(Stored records)

-.-.-

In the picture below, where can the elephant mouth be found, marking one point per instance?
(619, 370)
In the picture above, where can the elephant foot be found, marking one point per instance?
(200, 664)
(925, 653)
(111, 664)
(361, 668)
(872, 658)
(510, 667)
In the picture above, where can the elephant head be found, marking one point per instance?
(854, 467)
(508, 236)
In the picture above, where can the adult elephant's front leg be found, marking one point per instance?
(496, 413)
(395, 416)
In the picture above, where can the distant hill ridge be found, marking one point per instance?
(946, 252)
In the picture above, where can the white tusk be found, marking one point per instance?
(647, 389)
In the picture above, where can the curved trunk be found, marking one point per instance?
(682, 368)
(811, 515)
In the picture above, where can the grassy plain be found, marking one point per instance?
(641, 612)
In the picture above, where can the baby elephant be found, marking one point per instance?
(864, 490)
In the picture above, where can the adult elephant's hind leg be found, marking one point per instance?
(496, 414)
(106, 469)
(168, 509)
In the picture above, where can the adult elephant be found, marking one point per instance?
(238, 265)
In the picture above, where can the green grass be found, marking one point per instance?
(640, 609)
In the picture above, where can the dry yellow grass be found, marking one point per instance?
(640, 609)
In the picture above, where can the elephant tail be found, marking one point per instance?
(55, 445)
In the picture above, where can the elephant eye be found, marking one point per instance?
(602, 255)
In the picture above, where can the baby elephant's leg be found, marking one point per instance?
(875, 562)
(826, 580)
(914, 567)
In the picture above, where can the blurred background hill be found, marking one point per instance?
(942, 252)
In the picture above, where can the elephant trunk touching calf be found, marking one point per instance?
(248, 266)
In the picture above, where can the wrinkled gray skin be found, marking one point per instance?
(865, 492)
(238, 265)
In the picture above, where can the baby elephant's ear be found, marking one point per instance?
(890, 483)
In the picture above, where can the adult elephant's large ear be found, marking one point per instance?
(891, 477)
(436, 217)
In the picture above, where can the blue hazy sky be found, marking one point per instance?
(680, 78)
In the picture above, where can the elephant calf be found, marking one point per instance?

-.-.-

Please write out the lines again, beginning at the line that contains "In the picture above, where can the adult elephant be" and stopping after the last line, with the requests included. Multiply every coordinate in the answers by 1.75 and round each to a whole number, rounding halves up.

# [SOLUTION TO THE EXERCISE]
In the picture above, where can the adult elephant be found, marking one point per instance?
(417, 464)
In the picture above, where can the green grass be found, marking one point per instance?
(1120, 1066)
In the picture above, where can the dry yellow grass be found, marking one point per instance?
(1120, 1066)
In the picture above, where can the elephant tail be found, marking one point per instance?
(96, 779)
In the picture above, where can the elephant eye be found, marking one point per instance?
(1054, 446)
In the picture above, where can the baby elephant's leg be found, marking one point per instance?
(1531, 984)
(1446, 1015)
(1600, 992)
In the picture above, where can the blurred background hill be found, marking one point per instance?
(1649, 441)
In the picture above, where can the elephant trunk touching calf be found, marking one point per instance?
(434, 466)
In the picture above, where can the wrinkled gray skin be found, marking one point per instance?
(1514, 861)
(417, 464)
In the picture above, where can the baby elephant's ear be found, marking one point per instance?
(1558, 845)
In the picture above, where can the adult elephant's large ear be found, marking one point per instance?
(1559, 835)
(763, 380)
In the picture above, where can the blue hazy sky be found, marking one point per instance?
(1190, 137)
In the picture above, where can the elephant calf be found, marking one point per instance?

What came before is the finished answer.